▶ _EXTRAIT DU TEXTE_:
Sans-papiers : un gréviste raconte

Mis en ligne le 2 décembre 2008 Convergences Politique

Ci-dessous le témoignage de Moussa, ancien travailleur sans-papiers, aujourd’hui régularisé grâce à la lutte aux côtés de la CGT et de Droits devant !! . Son expérience montre comment des patrons exploitent sans limite des travailleurs parmi les plus précaires, et comment des sans-papiers ont su s’organiser pour se défendre. Aujourd’hui, fort de cette expérience, Moussa entend bien continuer à lutter pour en aider d’autres à être régularisés et pour que les droits des salariés soient respectés.

« En 2001, j’étais avec d’autres sans-papiers au bord du trottoir à attendre du boulot. Un patron s’est arrêté en voiture pour me proposer du travail dans son magasin, sorte de grand bazar situé dans une zone commerciale. Jusqu’en 2004, j’y ai travaillé au noir, sans aucun contrat. J’étais vendeur, manutentionnaire, vigile, homme de ménage, tout ce que le patron voulait. Je travaillais dix heures par jour, sans pause, 7 jours sur 7. »

Moussa montre les photocopies de ses fiches de présence durant toutes ces années : les dix heures par jour, 7 jours sur 7 y sont clairement marqués.

▶ _DONNÉES EXTRAITES_:
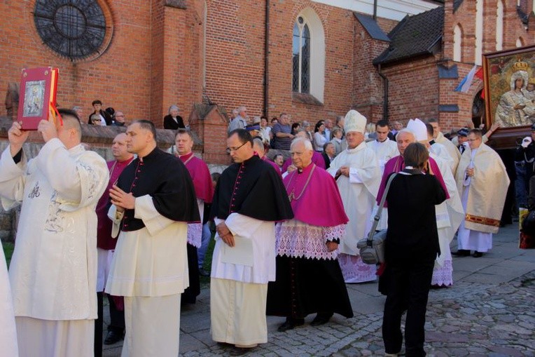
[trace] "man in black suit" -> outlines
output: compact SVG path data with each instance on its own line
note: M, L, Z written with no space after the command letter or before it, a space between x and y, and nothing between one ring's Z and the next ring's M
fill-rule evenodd
M321 152L321 156L325 160L325 170L327 170L331 166L331 161L334 159L335 149L334 144L331 142L327 142L324 144L324 151Z
M111 124L111 116L105 110L102 110L102 102L99 100L93 100L93 102L91 103L91 105L93 106L93 109L95 110L92 113L89 114L89 121L88 121L88 124L93 123L91 121L91 116L93 114L99 114L101 116L101 119L104 121L101 121L101 123L105 122L106 126ZM103 124L101 125L104 126Z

▶ _EXERCICES À TRAITER_:
(1) Extrayez à l'identique, dans l'article sur le gréviste sans-papiers, tout ce qui va de « Sans-papiers : un gréviste » jusqu'à « salariés soient respectés. ».
(2) Poursuivez l'article sur le gréviste sans-papiers au-delà de sa dernière phrase.

▶ _RÉPONSES ATTENDUES_:
(1)
Sans-papiers : un gréviste raconte

Mis en ligne le 2 décembre 2008 Convergences Politique

Ci-dessous le témoignage de Moussa, ancien travailleur sans-papiers, aujourd’hui régularisé grâce à la lutte aux côtés de la CGT et de Droits devant !! . Son expérience montre comment des patrons exploitent sans limite des travailleurs parmi les plus précaires, et comment des sans-papiers ont su s’organiser pour se défendre. Aujourd’hui, fort de cette expérience, Moussa entend bien continuer à lutter pour en aider d’autres à être régularisés et pour que les droits des salariés soient respectés.

(2)
« En 2004, le patron a eu peur d’être dénoncé à l’Inspection du travail. Il a alors donné 300 € à chacun des travailleurs sans-papiers, une trentaine, pour que nous allions nous faire faire une fausse carte de séjour. Puis il m’a fait un contrat CDI de 39 heures par semaine. En réalité, je continuais à travailler 70 heures. J’étais payé 3,80 € de l’heure. Sur ma fiche de paye, il n’y avait jamais le même numéro de Sécurité sociale.

En 2006, le patron a déclaré le magasin en faillite et a procédé à des licenciements économiques. Je n’avais jamais pris de vacances depuis cinq ans que je travaillais pour lui. Mais, pour solde de tout compte, j’ai reçu les 1 200 € du mois, plus 1 000 € pour ces cinq ans sans vacances ! Il nous a dit de ne surtout pas aller aux Assedic, « sinon, c’est l’avion » , et il m’a envoyé dans un autre magasin à lui où j’ai travaillé deux ans sans contrat. En plus du travail au magasin, le patron me demandait souvent de venir pour des travaux dans son pavillon et du jardinage. »

Moussa sort deux photos, l’une où le patron s’est fait prendre à côté de son salarié dans le magasin, l’autre où Moussa, qui vient de finir le jardinage, se tient devant le pavillon et la Mercedes du patron. Se considérant sans doute comme un bienfaiteur,celui-ci lui a dit : « Tu pourras les envoyer à ta mère ». Mais le vent tourne .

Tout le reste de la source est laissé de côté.